### INPUT DATA
## start
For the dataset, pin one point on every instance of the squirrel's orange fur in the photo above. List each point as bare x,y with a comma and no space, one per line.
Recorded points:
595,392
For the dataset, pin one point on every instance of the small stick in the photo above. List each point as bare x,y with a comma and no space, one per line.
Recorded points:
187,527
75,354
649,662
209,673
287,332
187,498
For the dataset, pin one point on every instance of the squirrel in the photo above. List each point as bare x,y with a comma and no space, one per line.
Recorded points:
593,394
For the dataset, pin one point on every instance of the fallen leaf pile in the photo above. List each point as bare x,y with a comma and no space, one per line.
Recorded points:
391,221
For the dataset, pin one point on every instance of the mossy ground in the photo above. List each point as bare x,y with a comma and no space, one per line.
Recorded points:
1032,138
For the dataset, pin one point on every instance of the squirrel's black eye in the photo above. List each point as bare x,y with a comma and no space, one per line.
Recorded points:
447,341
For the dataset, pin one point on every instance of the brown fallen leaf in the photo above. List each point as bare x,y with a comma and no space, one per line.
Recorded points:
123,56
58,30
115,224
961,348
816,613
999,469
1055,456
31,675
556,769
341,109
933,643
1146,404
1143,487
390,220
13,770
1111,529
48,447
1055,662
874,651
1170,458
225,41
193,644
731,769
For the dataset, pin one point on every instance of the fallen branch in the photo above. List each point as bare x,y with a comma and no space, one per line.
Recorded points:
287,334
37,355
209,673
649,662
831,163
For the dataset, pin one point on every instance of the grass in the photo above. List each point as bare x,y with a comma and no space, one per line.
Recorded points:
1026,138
## end
## start
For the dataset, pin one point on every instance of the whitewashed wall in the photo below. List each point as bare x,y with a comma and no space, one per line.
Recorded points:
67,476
## end
Show each line in the rows above that contains the word "fallen", copying the lines unchanged.

### TASK RESPONSE
For the dataset, pin one point on every instance of the fallen leaf pile in the photo above. List each point as bare x,y with a comma and no space, one per line.
For the dataset, pin one point on every instance of the brown fallen leaf in the photo above. List each point as bare x,y with a comma and no space, one per line.
For the dataset, pin one point on every instance of the fallen branch in the photo above. List each point as bare x,y with a comma and no space, one per line.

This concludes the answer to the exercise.